Start of Records provided

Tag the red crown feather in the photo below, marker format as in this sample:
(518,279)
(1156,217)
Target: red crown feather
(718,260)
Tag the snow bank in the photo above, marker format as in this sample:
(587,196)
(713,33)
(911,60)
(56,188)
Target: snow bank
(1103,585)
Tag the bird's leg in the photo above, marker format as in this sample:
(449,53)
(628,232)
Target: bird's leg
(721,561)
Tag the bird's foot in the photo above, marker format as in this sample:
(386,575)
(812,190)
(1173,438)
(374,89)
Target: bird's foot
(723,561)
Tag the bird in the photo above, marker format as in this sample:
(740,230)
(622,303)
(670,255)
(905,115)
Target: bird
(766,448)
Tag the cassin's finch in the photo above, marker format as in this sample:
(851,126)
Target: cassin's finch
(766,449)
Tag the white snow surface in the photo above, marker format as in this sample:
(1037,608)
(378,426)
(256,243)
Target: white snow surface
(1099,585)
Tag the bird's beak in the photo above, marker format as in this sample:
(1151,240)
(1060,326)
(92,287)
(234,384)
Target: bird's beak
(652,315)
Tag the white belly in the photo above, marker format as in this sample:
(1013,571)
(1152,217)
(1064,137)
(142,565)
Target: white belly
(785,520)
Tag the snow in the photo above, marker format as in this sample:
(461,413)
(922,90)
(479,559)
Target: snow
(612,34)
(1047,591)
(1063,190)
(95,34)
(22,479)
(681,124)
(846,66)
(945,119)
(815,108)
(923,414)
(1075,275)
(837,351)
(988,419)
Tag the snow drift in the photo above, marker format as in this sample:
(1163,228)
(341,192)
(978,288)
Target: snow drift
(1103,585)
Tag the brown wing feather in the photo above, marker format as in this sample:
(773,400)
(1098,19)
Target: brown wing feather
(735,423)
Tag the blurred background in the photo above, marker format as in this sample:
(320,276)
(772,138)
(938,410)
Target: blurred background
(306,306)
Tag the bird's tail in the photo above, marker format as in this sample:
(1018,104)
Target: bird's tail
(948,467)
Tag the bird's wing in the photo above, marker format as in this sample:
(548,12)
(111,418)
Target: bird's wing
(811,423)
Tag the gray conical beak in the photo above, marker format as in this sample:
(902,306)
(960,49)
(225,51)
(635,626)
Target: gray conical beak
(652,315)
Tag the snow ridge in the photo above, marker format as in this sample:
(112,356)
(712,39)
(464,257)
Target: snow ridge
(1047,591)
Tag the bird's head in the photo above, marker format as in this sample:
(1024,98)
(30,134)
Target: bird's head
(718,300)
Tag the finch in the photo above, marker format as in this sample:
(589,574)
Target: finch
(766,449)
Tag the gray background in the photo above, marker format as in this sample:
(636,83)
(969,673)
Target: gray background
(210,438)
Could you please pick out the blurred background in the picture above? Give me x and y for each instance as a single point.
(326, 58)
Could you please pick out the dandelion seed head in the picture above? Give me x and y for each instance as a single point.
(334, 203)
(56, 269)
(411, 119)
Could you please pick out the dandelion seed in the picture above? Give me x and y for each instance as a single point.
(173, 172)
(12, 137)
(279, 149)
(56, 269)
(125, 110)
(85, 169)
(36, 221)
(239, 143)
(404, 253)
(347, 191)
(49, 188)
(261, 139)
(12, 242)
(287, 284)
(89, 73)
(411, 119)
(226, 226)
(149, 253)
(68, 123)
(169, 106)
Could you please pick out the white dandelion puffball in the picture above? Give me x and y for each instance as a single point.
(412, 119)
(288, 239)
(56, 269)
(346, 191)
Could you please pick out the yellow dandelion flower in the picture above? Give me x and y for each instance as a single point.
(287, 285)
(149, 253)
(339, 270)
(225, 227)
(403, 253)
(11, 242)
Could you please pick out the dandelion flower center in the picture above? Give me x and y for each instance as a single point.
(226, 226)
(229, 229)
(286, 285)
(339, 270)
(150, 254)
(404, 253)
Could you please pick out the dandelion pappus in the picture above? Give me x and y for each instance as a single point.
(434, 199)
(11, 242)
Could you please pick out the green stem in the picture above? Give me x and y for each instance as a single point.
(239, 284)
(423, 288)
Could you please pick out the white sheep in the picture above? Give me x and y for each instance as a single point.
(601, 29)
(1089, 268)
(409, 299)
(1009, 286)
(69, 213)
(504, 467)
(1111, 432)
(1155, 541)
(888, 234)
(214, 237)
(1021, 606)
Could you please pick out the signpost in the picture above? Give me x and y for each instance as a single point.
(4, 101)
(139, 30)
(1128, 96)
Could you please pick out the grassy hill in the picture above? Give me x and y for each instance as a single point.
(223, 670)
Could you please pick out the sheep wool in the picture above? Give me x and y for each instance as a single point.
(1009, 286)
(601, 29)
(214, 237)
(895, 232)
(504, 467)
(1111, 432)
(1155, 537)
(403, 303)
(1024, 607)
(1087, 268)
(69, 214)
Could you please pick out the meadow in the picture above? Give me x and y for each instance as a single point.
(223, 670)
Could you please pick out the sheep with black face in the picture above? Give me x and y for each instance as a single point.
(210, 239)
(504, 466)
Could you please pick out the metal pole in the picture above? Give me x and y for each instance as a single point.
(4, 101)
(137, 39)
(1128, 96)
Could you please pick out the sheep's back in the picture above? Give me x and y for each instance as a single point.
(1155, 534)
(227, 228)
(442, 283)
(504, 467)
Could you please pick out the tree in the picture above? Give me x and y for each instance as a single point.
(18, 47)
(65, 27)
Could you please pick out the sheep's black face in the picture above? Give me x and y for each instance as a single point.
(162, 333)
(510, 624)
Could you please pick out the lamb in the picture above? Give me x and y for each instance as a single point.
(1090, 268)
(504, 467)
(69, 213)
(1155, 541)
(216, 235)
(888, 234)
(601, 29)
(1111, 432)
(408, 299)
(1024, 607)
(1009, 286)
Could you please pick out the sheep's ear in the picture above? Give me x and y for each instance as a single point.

End of Records provided

### What the exercise asks
The data above should be output exactly, with each line intact.

### Result
Tag the red crown feather in the photo below, marker format as in this sample:
(518,279)
(1156,217)
Target: red crown feather
(718,260)
Tag the snow bank in the photo above, marker format as in this sample:
(587,196)
(713,33)
(911,60)
(56,188)
Target: snow bank
(1103,585)
Tag the bird's leg in the photo above, marker format as in this sample:
(449,53)
(628,232)
Target: bird's leg
(721,561)
Tag the bird's foot in the photo above, marker format as in this sample:
(386,575)
(812,190)
(1173,438)
(374,89)
Target: bird's foot
(723,561)
Tag the bird in the photo above, marker format as in this sample:
(740,230)
(622,303)
(670,255)
(905,115)
Target: bird
(766,448)
Tag the cassin's finch in the photo above, marker format as in this sample:
(851,126)
Target: cassin's finch
(766,449)
Tag the white snow surface in the photo above, marker format as in this sample:
(1037,608)
(378,426)
(256,243)
Target: white snow surface
(1099,585)
Tag the bird's beak in the photo above, marker format as in this sample:
(1151,240)
(1060,326)
(92,287)
(234,384)
Target: bird's beak
(652,315)
Tag the white belly in the photo above, marker format as in this sample:
(1013,571)
(1152,217)
(1064,137)
(142,565)
Target: white belly
(785,520)
Tag the snow in the photo above, marker format as in this sample:
(461,413)
(922,90)
(479,559)
Target: snow
(612,34)
(1047,591)
(1063,190)
(95,34)
(22,479)
(681,124)
(846,66)
(945,119)
(815,108)
(923,414)
(1075,275)
(837,351)
(988,419)
Tag the snow drift in the photo above, marker format as in this sample:
(1163,228)
(341,192)
(978,288)
Target: snow drift
(1103,585)
Tag the brown wing feather in the photo above, marker format as in this sample:
(773,400)
(1098,19)
Target: brown wing feather
(735,423)
Tag the blurred background in the photo above, marker format as in this sample:
(320,276)
(772,138)
(938,410)
Target: blurred background
(306,306)
Tag the bird's tail in the photo above, marker format as in this sample:
(1018,104)
Target: bird's tail
(948,467)
Tag the bird's wing in the photo above, marker format as in this sample:
(548,12)
(111,418)
Target: bird's wing
(811,423)
Tag the gray conical beak in the photo above, marker format as in this sample:
(902,306)
(960,49)
(225,51)
(635,626)
Target: gray conical beak
(652,315)
Tag the snow ridge in the photo above, marker format as in this sample:
(112,356)
(712,39)
(464,257)
Target: snow ridge
(1047,591)
Tag the bird's head in the photo above, marker format as in this sample:
(1024,98)
(30,134)
Target: bird's head
(718,300)
Tag the finch in the photo above, marker format as in this sample:
(589,574)
Target: finch
(766,449)
Tag the gray background in the photo above, marker format as in this sample:
(636,83)
(969,673)
Target: gray background
(210,438)
Could you please pick out the blurred background in the picture above? Give me x and y for each instance as a single point.
(326, 58)
Could you please pick out the dandelion seed head in the picture above? Give me x and y for each instance as a single point.
(334, 203)
(56, 269)
(411, 119)
Could you please pick out the dandelion seed in the picture above? Give me x and y for each instance as a single point.
(173, 172)
(12, 137)
(279, 149)
(56, 269)
(125, 110)
(85, 169)
(36, 221)
(239, 143)
(404, 253)
(347, 191)
(49, 188)
(261, 139)
(12, 242)
(287, 284)
(89, 73)
(411, 119)
(226, 226)
(149, 253)
(68, 123)
(169, 106)
Could you please pick out the white dandelion puffball in the picture above? Give me x and y for each instance as a single point.
(412, 119)
(288, 239)
(56, 269)
(346, 191)
Could you please pick out the yellow dandelion flower in the picture above? Give me x and y for each instance as a single point.
(287, 285)
(149, 253)
(339, 270)
(225, 227)
(403, 253)
(11, 242)
Could you please pick out the dandelion flower center in the picture above? Give me x and y for each instance as a single point.
(226, 226)
(229, 229)
(286, 285)
(339, 270)
(150, 254)
(404, 253)
Could you please pick out the dandelion pappus in the picture above? Give me x and y for each instance as a single point.
(434, 199)
(11, 242)
Could you please pick out the green stem in the picture above? Give me x and y for each instance as a single point.
(239, 284)
(423, 288)
Could you please pick out the white sheep in the picture above? Give me x and y for each instance as a single point.
(601, 29)
(1089, 268)
(409, 299)
(1009, 286)
(69, 213)
(504, 467)
(1111, 432)
(1155, 541)
(888, 234)
(214, 237)
(1021, 606)
Could you please pick out the signpost in the picture above? Give me x and y for each instance as a single point.
(4, 101)
(139, 30)
(1128, 96)
Could you please pick out the grassy hill in the picture above? Give me x and y for each instance as a single point.
(223, 670)
Could you please pick out the sheep wool in the picture above? Give me x and y for each instance as a single point.
(1009, 286)
(601, 29)
(214, 237)
(895, 232)
(504, 467)
(1111, 432)
(1155, 537)
(403, 303)
(1024, 607)
(1087, 268)
(69, 214)
Could you please pick out the meadow in the picture above? Give me x and y for each instance as a single point.
(223, 670)
Could you please pick out the sheep with black face in the picture above? Give me x and y for each instance as a single point.
(210, 239)
(504, 466)
Could you please pick out the metal pole in the picture above? Give me x and y for each instance as a single point.
(4, 101)
(137, 39)
(1128, 96)
Could you please pick out the sheep's back in the picture above? Give me x and y for each instance as a single point.
(1155, 534)
(227, 228)
(442, 283)
(504, 467)
Could you please pick out the tree in the picture above? Give me x and y for each instance as a single point.
(18, 47)
(65, 27)
Could you please pick out the sheep's black face in the picture above? Give me x and y for each instance as a single point.
(162, 333)
(510, 624)
Could you please pick out the lamb in the picture above? Give me x and y for each instance as a single point.
(1090, 268)
(504, 467)
(69, 213)
(1155, 541)
(216, 235)
(888, 234)
(601, 29)
(1111, 432)
(408, 299)
(1024, 607)
(1009, 286)
Could you please pick out the sheep's ear in the picture above? Give me x and y for each instance as a single point.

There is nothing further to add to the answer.